* **THE PROBLEM**: Return the records below from the line containing "An image is provided above. Search it thoroughly for shingle" onward, exactly, through and including the last line.

(ENTRIES PROVIDED begins)

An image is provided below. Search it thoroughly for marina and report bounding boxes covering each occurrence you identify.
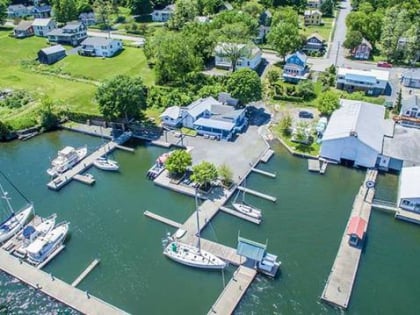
[219,206,261,225]
[237,186,277,202]
[71,258,101,287]
[251,167,276,178]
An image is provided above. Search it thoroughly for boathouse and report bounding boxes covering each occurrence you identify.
[398,166,420,213]
[347,216,366,247]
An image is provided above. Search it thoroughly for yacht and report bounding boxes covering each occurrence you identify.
[93,157,119,171]
[26,221,69,266]
[232,203,262,219]
[47,146,87,176]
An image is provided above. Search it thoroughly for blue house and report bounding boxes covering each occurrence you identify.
[283,51,309,83]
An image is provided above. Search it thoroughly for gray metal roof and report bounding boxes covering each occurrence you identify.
[402,68,420,80]
[236,237,266,261]
[186,97,220,119]
[193,118,235,131]
[40,45,65,55]
[81,37,116,46]
[15,21,33,31]
[401,95,420,115]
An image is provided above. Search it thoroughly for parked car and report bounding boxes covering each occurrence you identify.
[377,62,392,68]
[298,111,314,119]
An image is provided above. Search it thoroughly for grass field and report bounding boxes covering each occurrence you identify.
[301,17,335,41]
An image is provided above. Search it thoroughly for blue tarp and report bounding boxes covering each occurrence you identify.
[23,225,36,239]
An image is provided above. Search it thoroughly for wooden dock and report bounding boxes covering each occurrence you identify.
[0,249,127,314]
[219,206,261,225]
[143,211,182,228]
[260,149,274,163]
[237,186,276,202]
[72,258,101,287]
[321,169,377,309]
[208,266,257,315]
[251,168,276,178]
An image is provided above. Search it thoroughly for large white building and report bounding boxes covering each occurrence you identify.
[320,100,385,168]
[336,68,390,96]
[398,166,420,212]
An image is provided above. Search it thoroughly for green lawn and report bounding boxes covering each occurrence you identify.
[301,17,335,41]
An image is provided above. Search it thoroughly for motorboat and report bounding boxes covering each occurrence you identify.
[13,214,57,258]
[232,202,262,219]
[26,221,69,266]
[93,157,119,171]
[47,146,87,176]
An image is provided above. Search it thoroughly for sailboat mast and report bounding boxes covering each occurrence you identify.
[195,187,201,252]
[0,183,14,214]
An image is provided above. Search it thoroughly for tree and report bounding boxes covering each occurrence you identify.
[267,21,301,61]
[215,42,254,72]
[271,7,299,26]
[77,0,93,14]
[96,75,146,121]
[267,69,280,86]
[39,97,59,131]
[198,0,223,15]
[241,1,264,19]
[130,0,153,15]
[296,80,315,100]
[168,0,199,30]
[218,164,233,187]
[182,22,217,63]
[317,90,339,115]
[165,150,192,177]
[403,25,420,64]
[52,0,78,23]
[321,0,334,17]
[343,30,363,51]
[0,120,11,141]
[0,0,7,25]
[394,89,402,114]
[191,161,218,189]
[226,68,262,104]
[95,0,113,31]
[278,114,292,136]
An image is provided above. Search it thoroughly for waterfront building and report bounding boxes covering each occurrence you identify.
[336,67,390,96]
[347,216,367,247]
[159,106,184,128]
[398,166,420,212]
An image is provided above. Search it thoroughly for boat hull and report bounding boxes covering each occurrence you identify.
[0,205,33,244]
[47,146,87,176]
[232,203,262,219]
[93,158,119,171]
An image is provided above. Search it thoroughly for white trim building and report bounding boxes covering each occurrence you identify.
[32,18,56,37]
[79,37,123,57]
[398,166,420,212]
[336,68,390,96]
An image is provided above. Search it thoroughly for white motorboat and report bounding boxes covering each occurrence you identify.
[232,203,262,219]
[0,184,33,243]
[93,157,119,171]
[26,221,69,266]
[163,189,226,270]
[47,146,87,176]
[13,214,57,258]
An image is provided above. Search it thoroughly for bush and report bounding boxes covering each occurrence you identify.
[0,90,31,108]
[114,16,126,24]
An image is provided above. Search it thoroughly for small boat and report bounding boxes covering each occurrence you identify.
[0,184,33,243]
[146,152,172,179]
[232,203,262,219]
[13,214,57,258]
[93,157,119,171]
[47,146,87,176]
[26,221,69,266]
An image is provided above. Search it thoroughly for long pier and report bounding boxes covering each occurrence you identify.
[208,266,257,315]
[219,206,261,225]
[143,211,182,228]
[321,169,377,309]
[0,249,127,314]
[237,186,277,202]
[72,258,101,287]
[251,168,276,178]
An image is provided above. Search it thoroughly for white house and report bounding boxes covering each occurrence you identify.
[182,97,216,129]
[320,99,385,168]
[47,21,87,46]
[336,67,390,96]
[401,69,420,89]
[159,106,184,128]
[398,166,420,212]
[32,18,56,37]
[79,37,123,57]
[214,43,262,70]
[151,5,175,22]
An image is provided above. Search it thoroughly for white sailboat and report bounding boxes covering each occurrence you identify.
[47,146,87,176]
[93,156,119,171]
[163,189,226,270]
[232,182,262,219]
[0,184,33,244]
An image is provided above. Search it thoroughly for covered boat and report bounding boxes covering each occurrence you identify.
[47,146,87,176]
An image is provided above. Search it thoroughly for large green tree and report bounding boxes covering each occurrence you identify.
[130,0,153,15]
[217,164,233,187]
[0,120,11,141]
[96,75,146,121]
[39,97,59,131]
[343,30,363,51]
[52,0,78,23]
[165,150,192,176]
[403,25,420,64]
[321,0,334,17]
[0,0,8,25]
[168,0,199,30]
[226,68,262,104]
[191,161,218,189]
[267,21,301,61]
[317,90,339,115]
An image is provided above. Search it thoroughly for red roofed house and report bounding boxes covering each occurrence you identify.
[347,216,367,247]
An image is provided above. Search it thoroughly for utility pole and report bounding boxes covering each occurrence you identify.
[334,41,340,68]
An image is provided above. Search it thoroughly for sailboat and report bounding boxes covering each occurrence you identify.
[0,183,33,244]
[163,189,226,270]
[232,180,262,219]
[93,156,119,171]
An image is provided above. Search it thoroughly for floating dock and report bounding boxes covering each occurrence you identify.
[260,149,274,163]
[150,140,172,148]
[73,174,95,185]
[208,266,257,315]
[0,249,127,314]
[251,168,276,178]
[321,169,377,309]
[219,206,261,225]
[308,159,328,174]
[143,211,182,228]
[237,186,276,202]
[395,209,420,225]
[72,258,101,287]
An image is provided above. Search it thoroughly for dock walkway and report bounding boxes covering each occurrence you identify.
[260,149,274,163]
[208,266,257,315]
[143,211,182,228]
[219,206,261,225]
[321,169,377,309]
[251,168,276,178]
[72,258,101,287]
[237,186,276,202]
[0,249,127,314]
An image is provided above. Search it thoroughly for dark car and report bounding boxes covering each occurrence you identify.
[377,62,392,68]
[298,111,314,119]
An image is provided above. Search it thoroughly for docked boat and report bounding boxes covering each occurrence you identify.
[0,184,33,244]
[163,189,226,270]
[147,152,171,180]
[47,146,87,176]
[26,221,69,266]
[93,157,119,171]
[13,214,57,258]
[232,203,262,219]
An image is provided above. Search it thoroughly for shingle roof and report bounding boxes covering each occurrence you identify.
[15,21,33,31]
[401,95,420,115]
[307,33,324,42]
[186,97,220,119]
[81,37,116,46]
[286,51,308,64]
[40,45,65,55]
[402,68,420,80]
[32,18,53,27]
[160,106,182,120]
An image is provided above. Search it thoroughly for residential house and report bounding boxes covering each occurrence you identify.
[352,38,372,60]
[38,45,66,65]
[283,51,309,83]
[399,95,420,129]
[304,10,322,26]
[79,37,123,57]
[401,69,420,89]
[47,21,87,46]
[32,18,56,37]
[398,166,420,213]
[79,12,96,26]
[159,106,185,128]
[214,43,262,70]
[14,21,34,38]
[320,99,386,168]
[303,33,325,53]
[307,0,321,8]
[336,67,390,96]
[151,5,175,22]
[7,4,30,18]
[31,5,51,18]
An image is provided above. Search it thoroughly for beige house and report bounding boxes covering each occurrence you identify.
[304,10,322,26]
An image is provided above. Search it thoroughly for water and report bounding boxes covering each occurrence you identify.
[1,132,419,314]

(ENTRIES PROVIDED ends)

* **EXERCISE ANSWER**:
An image is provided above. Search it thoroughly for shingle roof and report bounding boxes covering each occurrence you identify.
[15,21,33,31]
[401,95,420,115]
[307,33,324,42]
[186,97,220,119]
[81,37,116,46]
[286,51,308,64]
[40,45,65,55]
[402,68,420,80]
[32,18,53,27]
[160,106,182,120]
An image is provided above. Search it thoroughly for residential house and report bounding boxes covering each occurrence you identify.
[352,38,372,60]
[38,45,66,65]
[283,51,309,83]
[399,95,420,129]
[304,10,322,26]
[79,37,123,57]
[401,69,420,89]
[47,21,87,46]
[32,18,56,37]
[398,166,420,213]
[79,12,96,26]
[159,106,185,128]
[214,43,262,70]
[14,21,34,38]
[320,99,386,168]
[303,33,325,53]
[307,0,321,8]
[336,67,390,96]
[151,5,175,22]
[7,4,30,18]
[31,5,51,18]
An image is provided above. Search it thoroughly for beige house and report bounding boxes covering each occurrence you identify.
[304,10,322,26]
An image is provided above. Search it thoroughly for water and report bounding boxes covering each occurrence you identify.
[1,132,419,314]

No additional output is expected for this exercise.